• Stated problem: Put the entries below into a two-column CSV with the headers input and output, one row per entry, placing each entry's text under input and its answer under output. Wrap every field in quotes, replace line breaks with spaces, and leave out the pictures.

----------------

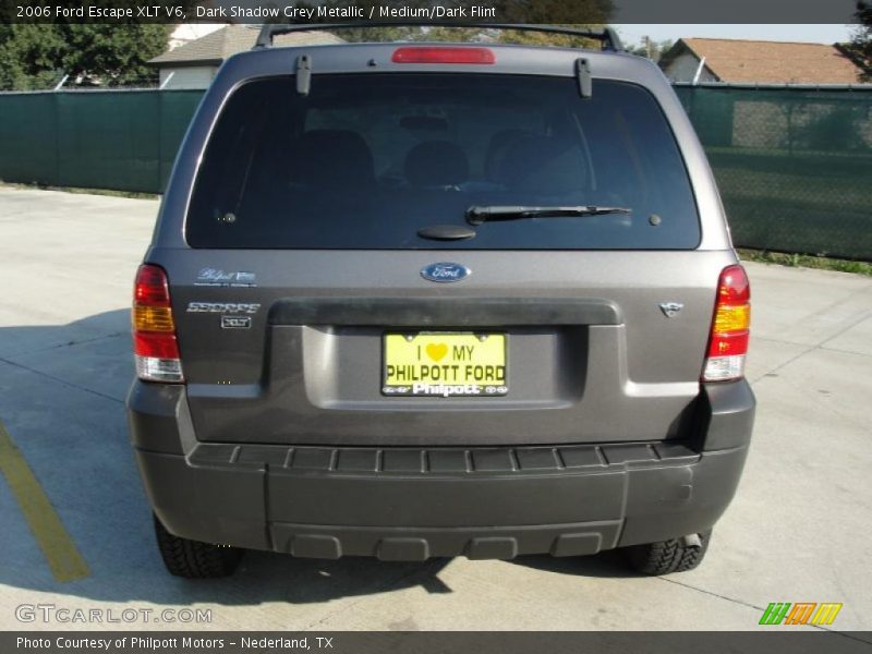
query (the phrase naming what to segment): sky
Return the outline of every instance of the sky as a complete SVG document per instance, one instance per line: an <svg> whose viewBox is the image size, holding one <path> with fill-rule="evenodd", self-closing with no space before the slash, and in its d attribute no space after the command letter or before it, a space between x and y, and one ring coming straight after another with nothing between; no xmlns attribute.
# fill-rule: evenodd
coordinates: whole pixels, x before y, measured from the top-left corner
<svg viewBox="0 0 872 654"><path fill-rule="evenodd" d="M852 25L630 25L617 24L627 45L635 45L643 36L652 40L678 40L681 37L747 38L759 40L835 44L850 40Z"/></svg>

----------------

• Reply:
input,output
"query (the phrase naming what to segment): sky Return the outline of every instance of the sky as a complete SVG document per instance, one instance per line: an <svg> whose viewBox is the image size, holding one <path> with fill-rule=""evenodd"", self-closing with no space before the slash, and in its d attribute no space after the command letter or before it, a space between x and y, and one ring coming straight after another with nothing between; no xmlns attribute. # fill-rule: evenodd coordinates: whole pixels, x before y, measured from the top-left corner","<svg viewBox=""0 0 872 654""><path fill-rule=""evenodd"" d=""M852 25L630 25L617 24L627 45L635 45L643 36L652 40L678 40L681 37L747 38L759 40L835 44L850 40Z""/></svg>"